WHAT YOU SHOULD DO:
Collect every line of the records that contains the word "camera" and copy each one out.
+ + + + +
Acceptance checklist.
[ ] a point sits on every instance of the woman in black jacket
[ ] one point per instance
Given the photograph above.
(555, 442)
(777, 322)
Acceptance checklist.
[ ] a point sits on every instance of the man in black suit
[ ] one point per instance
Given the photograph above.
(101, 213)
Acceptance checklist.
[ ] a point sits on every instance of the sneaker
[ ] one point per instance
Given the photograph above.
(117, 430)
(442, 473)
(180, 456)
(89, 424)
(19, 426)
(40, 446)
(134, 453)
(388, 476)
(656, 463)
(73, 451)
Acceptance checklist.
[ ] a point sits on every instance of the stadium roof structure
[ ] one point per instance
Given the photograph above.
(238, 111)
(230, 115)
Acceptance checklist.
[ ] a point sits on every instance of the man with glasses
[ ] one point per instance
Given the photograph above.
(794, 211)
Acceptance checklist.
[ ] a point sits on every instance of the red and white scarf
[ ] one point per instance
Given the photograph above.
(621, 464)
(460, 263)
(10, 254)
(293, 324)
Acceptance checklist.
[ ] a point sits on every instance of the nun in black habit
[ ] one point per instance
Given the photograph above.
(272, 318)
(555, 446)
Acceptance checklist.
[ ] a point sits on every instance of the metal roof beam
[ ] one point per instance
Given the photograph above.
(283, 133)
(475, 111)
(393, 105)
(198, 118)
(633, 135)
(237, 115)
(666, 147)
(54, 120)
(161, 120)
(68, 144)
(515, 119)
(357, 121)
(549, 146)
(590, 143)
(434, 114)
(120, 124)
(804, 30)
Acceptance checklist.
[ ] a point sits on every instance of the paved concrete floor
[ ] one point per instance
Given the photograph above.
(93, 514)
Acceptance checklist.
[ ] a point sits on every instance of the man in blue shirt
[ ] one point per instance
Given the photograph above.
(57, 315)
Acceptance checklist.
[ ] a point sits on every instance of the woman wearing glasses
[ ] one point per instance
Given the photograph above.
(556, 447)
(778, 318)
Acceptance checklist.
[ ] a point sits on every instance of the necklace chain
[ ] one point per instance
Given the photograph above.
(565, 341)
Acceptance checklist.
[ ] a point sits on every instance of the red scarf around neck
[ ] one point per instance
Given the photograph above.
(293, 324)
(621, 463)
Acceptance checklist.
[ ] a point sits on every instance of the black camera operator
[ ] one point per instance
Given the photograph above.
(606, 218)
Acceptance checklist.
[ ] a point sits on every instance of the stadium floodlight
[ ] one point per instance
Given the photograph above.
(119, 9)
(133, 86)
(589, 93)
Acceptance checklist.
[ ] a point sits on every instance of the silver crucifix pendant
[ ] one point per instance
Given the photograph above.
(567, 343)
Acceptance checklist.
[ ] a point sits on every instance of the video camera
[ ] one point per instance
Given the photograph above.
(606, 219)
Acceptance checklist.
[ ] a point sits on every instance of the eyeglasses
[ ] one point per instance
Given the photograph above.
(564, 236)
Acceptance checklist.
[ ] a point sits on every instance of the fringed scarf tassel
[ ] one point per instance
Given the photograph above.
+ + + + +
PROBLEM SOLUTION:
[ ] a point sits on every instance of the black camera operator
[ ] a point sits on every instance of the video camera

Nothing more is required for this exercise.